> [SOURCE INFORMATION]

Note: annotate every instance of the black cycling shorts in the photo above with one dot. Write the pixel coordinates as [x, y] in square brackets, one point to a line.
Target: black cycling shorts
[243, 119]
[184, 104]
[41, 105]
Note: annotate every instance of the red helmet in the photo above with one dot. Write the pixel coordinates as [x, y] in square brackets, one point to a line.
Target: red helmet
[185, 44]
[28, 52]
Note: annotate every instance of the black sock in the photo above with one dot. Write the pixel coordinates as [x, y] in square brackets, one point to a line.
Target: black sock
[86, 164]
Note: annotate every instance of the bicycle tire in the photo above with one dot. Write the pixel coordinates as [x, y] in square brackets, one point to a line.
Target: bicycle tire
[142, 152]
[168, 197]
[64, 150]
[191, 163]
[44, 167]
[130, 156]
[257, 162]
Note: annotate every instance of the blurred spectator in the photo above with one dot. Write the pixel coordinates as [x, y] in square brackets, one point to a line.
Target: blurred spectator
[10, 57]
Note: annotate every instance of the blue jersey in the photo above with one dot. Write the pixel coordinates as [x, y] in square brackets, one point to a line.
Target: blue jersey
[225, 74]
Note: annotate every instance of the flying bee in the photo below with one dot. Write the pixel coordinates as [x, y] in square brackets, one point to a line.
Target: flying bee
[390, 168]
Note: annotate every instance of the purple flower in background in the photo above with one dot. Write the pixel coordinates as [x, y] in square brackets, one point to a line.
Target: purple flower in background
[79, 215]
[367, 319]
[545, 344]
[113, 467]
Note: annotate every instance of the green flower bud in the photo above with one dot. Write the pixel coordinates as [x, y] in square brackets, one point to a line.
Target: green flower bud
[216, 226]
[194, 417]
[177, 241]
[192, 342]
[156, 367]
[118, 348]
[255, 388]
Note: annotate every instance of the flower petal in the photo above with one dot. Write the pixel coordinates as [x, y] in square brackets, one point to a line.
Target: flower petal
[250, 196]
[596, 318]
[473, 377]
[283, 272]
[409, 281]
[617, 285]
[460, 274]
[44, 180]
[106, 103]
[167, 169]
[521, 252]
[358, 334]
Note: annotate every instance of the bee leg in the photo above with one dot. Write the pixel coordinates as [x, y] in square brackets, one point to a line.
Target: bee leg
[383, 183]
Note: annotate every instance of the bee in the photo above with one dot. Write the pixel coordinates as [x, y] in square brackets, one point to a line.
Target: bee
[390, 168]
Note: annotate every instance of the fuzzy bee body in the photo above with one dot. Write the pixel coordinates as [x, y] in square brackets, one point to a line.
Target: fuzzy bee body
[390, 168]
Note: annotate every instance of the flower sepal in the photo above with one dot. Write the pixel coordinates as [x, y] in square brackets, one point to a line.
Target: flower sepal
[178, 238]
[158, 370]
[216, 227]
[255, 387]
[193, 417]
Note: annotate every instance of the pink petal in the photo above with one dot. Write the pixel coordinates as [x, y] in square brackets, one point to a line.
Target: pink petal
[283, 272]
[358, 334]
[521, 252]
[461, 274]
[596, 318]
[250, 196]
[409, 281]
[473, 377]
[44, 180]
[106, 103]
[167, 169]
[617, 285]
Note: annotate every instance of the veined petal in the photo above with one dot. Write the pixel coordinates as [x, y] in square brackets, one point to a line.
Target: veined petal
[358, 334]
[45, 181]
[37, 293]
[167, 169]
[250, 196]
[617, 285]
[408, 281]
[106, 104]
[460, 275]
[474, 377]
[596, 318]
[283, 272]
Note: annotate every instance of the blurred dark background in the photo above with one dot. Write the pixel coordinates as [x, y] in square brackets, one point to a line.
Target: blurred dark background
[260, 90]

> [EXERCISE GOAL]
Using the entries above, repeat only the lines from the one containing "Target: green flower bud" through the one containing "Note: annotate every instance of the veined", end lines included.

> [TASK SOLUTION]
Target: green flower bud
[216, 226]
[194, 417]
[177, 241]
[192, 342]
[156, 367]
[118, 348]
[255, 388]
Note: annotate every instance of the flower petal in the photo above with one dot. Write the pixel coordinates as [x, y] in square brackets, one point to a line.
Target: flower petal
[250, 196]
[596, 318]
[473, 377]
[283, 272]
[409, 281]
[617, 285]
[460, 274]
[44, 180]
[106, 103]
[167, 169]
[521, 252]
[358, 334]
Note: annotate every instance of the bee leg in the photo above with one dot. Write the pixel coordinates as [x, y] in square brackets, one point to a line.
Target: bee leg
[383, 183]
Note: annotate every instance of the bee in the photo above with one dot. Write the pixel coordinates as [x, y] in square brackets, one point to a line.
Target: bee
[390, 168]
Note: annotate every instance of the fuzzy bee body in the photo above with one dot. Write the pixel coordinates as [x, y] in square brackets, one point to a line.
Target: fuzzy bee body
[390, 168]
Note: annotate every instance of the flower sepal in the photo above with one dot. Write the pixel coordinates as [x, y] in square brackets, one point to a line.
Target: flower sepal
[178, 238]
[158, 370]
[216, 227]
[255, 387]
[193, 417]
Note: annotate every instance of the pink petal in the photo above with one dot. Write the pixel coordinates as [x, y] in square brackets, one point to a line.
Target: pink petal
[283, 272]
[358, 334]
[521, 252]
[461, 274]
[596, 318]
[250, 196]
[409, 281]
[473, 377]
[44, 180]
[106, 103]
[167, 169]
[617, 285]
Note: annotate every instance of the veined petal in the photo above with one dot. Write the pixel coordinates as [x, y] in square brackets, one point to a line.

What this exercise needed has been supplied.